It is also not uncommon for people to “come out” as gay or lesbian after first “coming out” as bisexual. They may believe that, by identifying as still somewhat “straight,” the backlash will be less severe. Still, just because a few may follow this path, does not mean it is meant for all bisexuals.

In addition to bisexuality, there are those people who choose to identify as pansexual. At first glance, there seems to be little difference between the two groups. However, pansexuality looks beyond the division of “male” and “female” and includes attraction to transpeople. Oftentimes, people who identify as pansexual say that they don’t fall in love with a person, they fall in love with a soul.

Am I Transgender?

Of all of the people in the LGBTQ community, transgenders are probably the least understood. A transgender person is someone does not feel comfortable in their body. They may feel like a female trapped inside of a man’s body (male-to-female, or MtF), or a male trapped inside of a woman’s body (female-to-male, or FtM). Gender Identity is how you feel yourself to be – either male or female, whether that matches your biological sex or not. After realizing that you are more comfortable living completely as the ‘opposite’ gender, there is a long and intense journey ahead of you. Through therapy, hormonal treatment, legal paperwork (for changing your name and sex), and sexual reassignment surgery, it is very possible to live completely as a man or woman, whichever is right for you.

Entries provided:
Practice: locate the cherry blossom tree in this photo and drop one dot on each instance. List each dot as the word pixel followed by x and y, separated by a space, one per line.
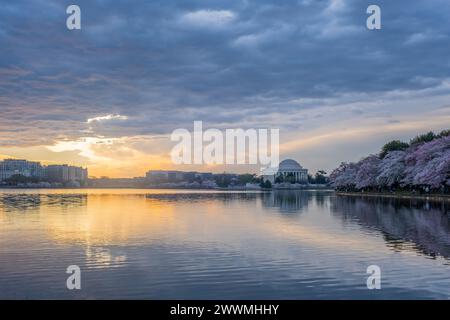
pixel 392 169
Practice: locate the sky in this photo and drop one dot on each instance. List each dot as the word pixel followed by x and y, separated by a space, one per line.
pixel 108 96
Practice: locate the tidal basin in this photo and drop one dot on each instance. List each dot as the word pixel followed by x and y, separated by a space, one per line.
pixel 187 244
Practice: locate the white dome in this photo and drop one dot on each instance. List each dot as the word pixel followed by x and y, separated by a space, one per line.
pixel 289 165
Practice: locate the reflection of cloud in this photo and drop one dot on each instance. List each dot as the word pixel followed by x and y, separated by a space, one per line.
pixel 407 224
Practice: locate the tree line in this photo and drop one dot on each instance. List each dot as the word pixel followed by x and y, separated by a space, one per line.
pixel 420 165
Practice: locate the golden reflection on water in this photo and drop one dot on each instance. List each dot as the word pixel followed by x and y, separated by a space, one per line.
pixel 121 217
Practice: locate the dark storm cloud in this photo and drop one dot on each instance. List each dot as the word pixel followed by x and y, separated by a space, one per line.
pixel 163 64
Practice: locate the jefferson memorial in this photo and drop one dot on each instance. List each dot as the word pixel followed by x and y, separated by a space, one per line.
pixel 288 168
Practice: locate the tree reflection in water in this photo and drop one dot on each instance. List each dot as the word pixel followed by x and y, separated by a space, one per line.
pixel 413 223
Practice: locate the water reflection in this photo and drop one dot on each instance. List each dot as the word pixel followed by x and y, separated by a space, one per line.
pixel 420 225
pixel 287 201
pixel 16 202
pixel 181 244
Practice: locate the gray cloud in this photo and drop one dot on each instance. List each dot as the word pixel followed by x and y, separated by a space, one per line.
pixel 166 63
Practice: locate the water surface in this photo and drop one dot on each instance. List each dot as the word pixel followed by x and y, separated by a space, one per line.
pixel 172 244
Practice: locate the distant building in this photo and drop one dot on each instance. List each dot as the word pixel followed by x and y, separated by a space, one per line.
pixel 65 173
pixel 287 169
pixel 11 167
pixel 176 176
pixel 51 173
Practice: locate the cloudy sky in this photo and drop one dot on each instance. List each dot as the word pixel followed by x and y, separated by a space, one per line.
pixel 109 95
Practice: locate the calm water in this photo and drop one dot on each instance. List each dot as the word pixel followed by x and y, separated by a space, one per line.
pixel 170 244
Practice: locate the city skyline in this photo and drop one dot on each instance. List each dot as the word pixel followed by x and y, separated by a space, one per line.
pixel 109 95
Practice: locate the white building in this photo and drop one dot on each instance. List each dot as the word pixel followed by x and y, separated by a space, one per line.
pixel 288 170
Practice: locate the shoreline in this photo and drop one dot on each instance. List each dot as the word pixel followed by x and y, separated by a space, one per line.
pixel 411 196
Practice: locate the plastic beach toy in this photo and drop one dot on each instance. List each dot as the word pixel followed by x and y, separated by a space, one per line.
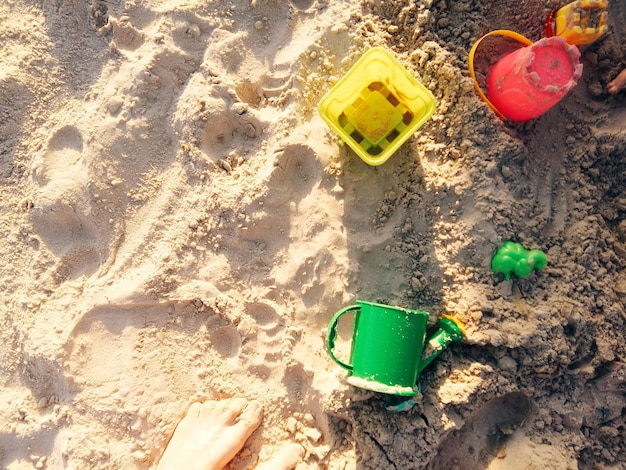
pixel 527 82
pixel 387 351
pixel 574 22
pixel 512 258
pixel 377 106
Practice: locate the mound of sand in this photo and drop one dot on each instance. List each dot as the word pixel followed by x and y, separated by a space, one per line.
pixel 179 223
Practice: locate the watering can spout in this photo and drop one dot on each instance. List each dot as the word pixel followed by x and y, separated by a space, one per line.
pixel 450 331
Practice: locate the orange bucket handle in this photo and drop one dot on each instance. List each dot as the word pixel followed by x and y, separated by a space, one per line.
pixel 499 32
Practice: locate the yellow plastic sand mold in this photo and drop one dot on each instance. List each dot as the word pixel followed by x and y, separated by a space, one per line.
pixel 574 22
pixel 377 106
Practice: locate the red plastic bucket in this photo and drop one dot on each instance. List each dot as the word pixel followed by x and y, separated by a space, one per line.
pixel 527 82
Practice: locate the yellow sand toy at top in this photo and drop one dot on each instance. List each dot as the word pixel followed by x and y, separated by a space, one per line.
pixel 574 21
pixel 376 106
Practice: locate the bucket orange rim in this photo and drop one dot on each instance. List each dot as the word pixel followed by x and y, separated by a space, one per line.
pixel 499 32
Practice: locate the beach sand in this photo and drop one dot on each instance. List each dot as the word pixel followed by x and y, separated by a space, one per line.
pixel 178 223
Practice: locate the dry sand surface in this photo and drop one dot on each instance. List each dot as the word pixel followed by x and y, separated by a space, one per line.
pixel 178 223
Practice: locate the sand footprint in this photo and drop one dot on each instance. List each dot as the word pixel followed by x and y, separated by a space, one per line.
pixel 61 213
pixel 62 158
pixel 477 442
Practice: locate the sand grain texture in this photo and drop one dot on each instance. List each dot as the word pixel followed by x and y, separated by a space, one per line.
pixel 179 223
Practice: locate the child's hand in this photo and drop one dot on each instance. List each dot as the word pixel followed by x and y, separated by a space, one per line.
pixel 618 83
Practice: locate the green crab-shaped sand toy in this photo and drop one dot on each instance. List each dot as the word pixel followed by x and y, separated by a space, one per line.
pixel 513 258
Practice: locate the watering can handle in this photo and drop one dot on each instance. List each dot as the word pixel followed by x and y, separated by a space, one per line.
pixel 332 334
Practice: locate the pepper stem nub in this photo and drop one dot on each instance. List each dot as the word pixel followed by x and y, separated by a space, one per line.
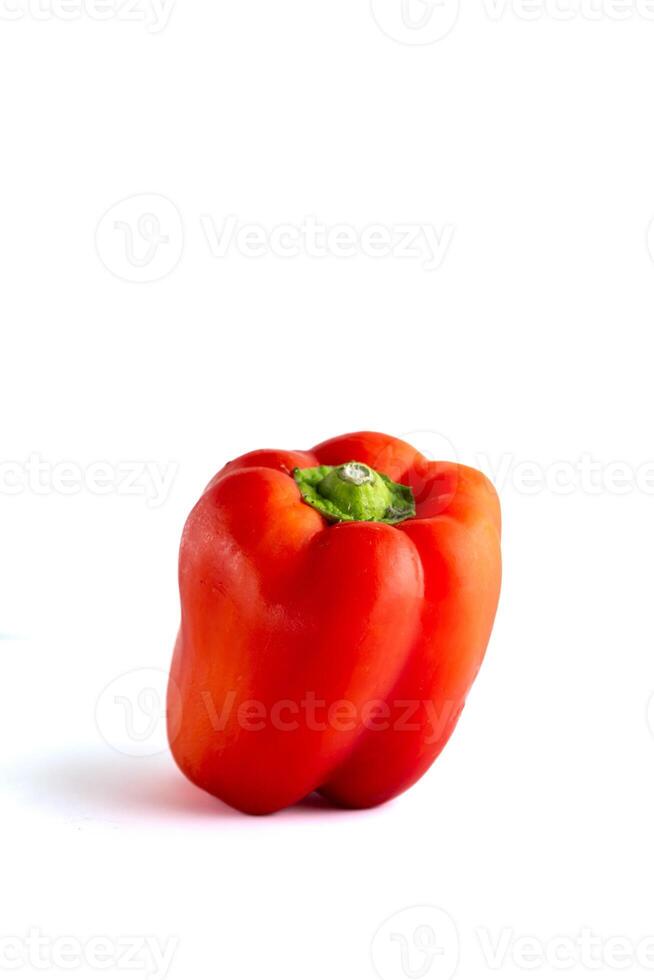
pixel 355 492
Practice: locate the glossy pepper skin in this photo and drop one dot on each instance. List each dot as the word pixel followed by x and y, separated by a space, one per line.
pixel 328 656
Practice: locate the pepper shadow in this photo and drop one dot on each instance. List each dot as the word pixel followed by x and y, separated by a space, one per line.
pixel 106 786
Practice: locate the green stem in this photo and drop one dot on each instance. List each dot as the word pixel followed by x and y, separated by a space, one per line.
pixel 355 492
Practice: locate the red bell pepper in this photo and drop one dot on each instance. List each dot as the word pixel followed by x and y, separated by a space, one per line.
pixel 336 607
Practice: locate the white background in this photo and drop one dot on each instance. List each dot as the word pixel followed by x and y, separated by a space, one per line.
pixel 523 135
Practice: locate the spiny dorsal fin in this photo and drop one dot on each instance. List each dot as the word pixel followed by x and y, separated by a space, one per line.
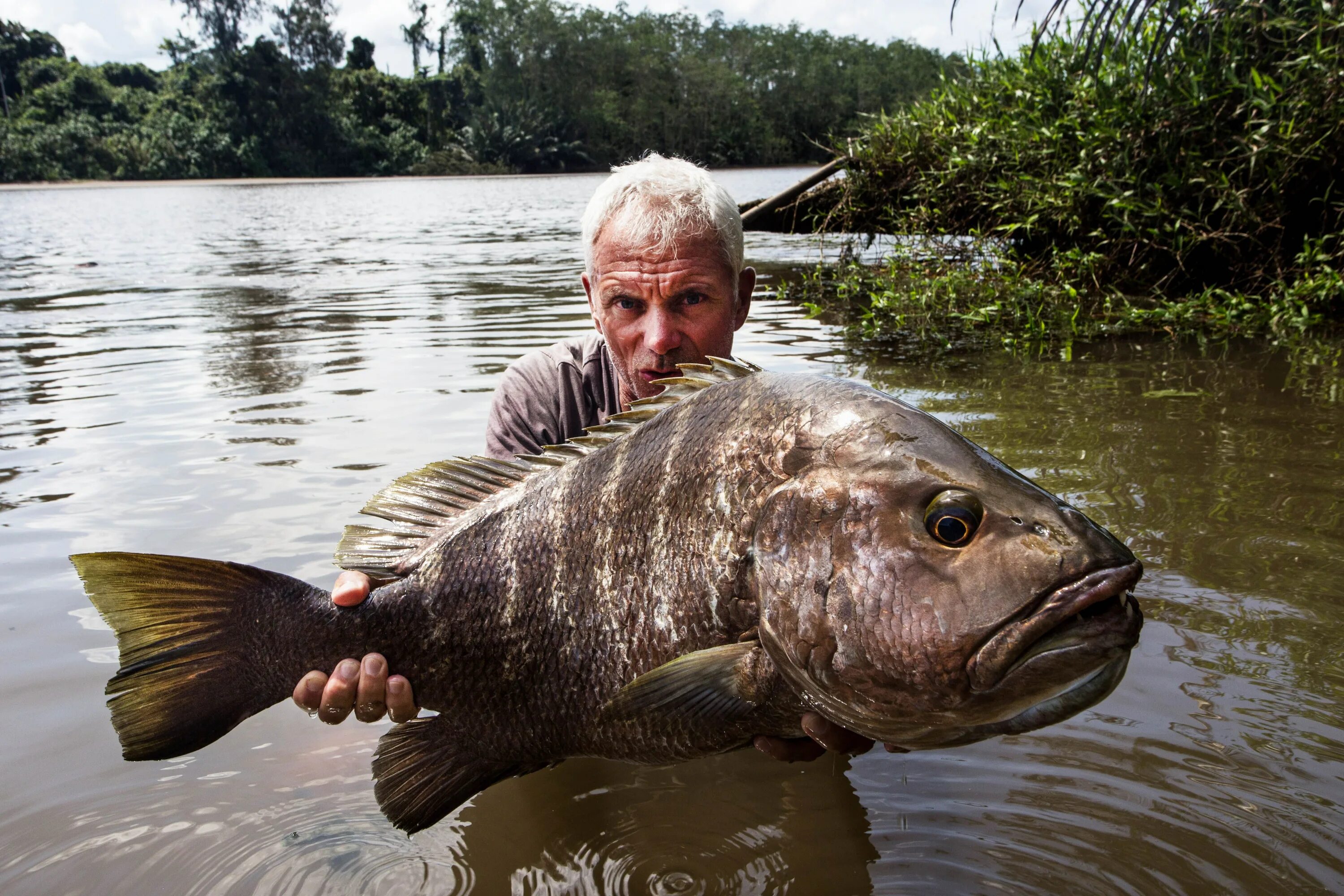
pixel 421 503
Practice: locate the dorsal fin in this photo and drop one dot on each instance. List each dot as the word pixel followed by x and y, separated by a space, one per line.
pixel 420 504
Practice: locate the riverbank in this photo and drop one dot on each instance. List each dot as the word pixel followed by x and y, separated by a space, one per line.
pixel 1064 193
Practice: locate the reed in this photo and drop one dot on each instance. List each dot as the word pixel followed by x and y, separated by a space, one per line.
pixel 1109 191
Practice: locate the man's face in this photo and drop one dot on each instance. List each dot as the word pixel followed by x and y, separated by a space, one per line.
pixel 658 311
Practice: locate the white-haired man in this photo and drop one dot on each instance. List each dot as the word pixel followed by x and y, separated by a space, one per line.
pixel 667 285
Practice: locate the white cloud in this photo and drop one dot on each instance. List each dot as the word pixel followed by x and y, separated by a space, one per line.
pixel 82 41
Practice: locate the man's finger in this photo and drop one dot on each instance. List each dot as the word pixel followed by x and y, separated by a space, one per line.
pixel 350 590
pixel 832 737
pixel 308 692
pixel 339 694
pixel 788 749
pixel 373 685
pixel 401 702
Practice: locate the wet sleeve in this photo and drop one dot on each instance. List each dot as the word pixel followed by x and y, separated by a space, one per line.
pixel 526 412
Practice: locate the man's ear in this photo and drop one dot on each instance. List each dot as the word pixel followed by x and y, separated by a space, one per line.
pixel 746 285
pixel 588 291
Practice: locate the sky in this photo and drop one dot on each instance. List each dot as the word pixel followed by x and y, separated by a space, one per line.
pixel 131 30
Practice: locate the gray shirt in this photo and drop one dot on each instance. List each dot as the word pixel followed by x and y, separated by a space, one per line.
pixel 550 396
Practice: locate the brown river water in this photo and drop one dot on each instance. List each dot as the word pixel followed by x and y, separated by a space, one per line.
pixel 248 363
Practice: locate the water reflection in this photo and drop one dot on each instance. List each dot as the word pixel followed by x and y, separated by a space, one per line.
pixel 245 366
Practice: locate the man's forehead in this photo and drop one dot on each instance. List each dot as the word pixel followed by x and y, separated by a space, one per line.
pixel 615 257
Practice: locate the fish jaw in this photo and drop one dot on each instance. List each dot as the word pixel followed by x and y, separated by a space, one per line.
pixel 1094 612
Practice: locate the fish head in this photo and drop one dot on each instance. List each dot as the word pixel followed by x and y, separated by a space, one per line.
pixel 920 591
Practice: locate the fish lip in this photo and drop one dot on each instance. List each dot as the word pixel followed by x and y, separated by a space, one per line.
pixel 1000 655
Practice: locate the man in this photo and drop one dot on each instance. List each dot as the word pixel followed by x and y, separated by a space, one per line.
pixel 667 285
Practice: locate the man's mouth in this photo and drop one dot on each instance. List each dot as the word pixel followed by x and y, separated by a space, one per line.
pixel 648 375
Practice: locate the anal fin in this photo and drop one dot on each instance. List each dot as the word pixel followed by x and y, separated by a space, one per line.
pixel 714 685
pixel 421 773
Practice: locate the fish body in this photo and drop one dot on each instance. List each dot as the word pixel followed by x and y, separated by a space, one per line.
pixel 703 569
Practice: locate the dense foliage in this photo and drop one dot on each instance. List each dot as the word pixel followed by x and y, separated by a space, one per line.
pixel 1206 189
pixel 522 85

Work instruction 1:
In the excerpt on sexual identity, reproduce the passage from "It is also not" up to and including "Am I Transgender?", substituting "spirit" for "soul".
Work instruction 2:
According to the excerpt on sexual identity, what means make it possible to live completely as a man or woman? Name them all.

Exercise solution 1:
It is also not uncommon for people to “come out” as gay or lesbian after first “coming out” as bisexual. They may believe that, by identifying as still somewhat “straight,” the backlash will be less severe. Still, just because a few may follow this path, does not mean it is meant for all bisexuals.

In addition to bisexuality, there are those people who choose to identify as pansexual. At first glance, there seems to be little difference between the two groups. However, pansexuality looks beyond the division of “male” and “female” and includes attraction to transpeople. Oftentimes, people who identify as pansexual say that they don’t fall in love with a person, they fall in love with a spirit.

Am I Transgender?

Exercise solution 2:
- Therapy
- Hormonal treatment
- Legal paperwork (for changing your name and sex)
- Sexual reassignment surgery